Stated goal =
Only the lines from the one containing "Instruction set for this micro-task: find silver" through the final line of the material below should be output, exactly as they stand.

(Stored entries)
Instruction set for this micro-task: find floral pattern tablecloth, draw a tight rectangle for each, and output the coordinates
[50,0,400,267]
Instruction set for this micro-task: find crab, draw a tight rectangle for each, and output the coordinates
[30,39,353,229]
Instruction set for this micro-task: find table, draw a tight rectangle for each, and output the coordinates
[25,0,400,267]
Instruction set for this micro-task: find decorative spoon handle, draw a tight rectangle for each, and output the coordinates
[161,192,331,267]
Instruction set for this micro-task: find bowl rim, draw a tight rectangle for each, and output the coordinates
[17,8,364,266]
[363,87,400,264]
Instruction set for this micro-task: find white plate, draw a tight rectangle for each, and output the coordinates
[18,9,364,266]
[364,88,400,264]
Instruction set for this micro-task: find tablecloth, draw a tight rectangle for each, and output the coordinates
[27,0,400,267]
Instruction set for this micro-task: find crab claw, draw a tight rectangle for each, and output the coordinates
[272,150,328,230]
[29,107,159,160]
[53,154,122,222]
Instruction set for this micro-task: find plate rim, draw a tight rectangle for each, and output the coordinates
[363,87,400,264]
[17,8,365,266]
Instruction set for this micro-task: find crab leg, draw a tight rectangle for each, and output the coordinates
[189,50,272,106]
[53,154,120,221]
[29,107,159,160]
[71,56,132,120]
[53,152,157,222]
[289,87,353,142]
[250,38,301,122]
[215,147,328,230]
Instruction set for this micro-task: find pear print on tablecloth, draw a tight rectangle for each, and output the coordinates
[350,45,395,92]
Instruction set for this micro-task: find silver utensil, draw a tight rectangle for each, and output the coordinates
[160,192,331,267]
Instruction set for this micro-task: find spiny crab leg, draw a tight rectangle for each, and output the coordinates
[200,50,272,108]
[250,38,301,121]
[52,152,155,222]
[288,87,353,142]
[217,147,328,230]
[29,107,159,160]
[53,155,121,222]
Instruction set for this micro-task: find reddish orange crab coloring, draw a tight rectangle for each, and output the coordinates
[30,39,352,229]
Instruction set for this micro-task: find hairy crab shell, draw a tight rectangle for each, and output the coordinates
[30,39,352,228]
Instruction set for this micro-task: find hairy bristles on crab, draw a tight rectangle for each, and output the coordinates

Reply to the exercise =
Instruction set for this micro-task: find silver utensil, draw a tight rectangle for each, and output the coordinates
[160,192,331,267]
Instruction set for this micro-task: find spiny crab leg, draw a tight rectangle for each, and output the coordinates
[200,50,272,108]
[250,38,301,121]
[52,152,155,222]
[288,87,353,142]
[217,147,328,230]
[29,107,159,160]
[53,155,121,222]
Instruction set for this micro-task: find reddish orange crab coloring, draw a tight rectangle for each, and output the coordinates
[30,39,352,229]
Instruction set for this micro-task: find hairy crab shell, draw a tight rectangle for each, and output the coordinates
[30,39,352,228]
Instruction set for this micro-task: find hairy bristles on crab, draw a tight rectangle for each, and output the coordinates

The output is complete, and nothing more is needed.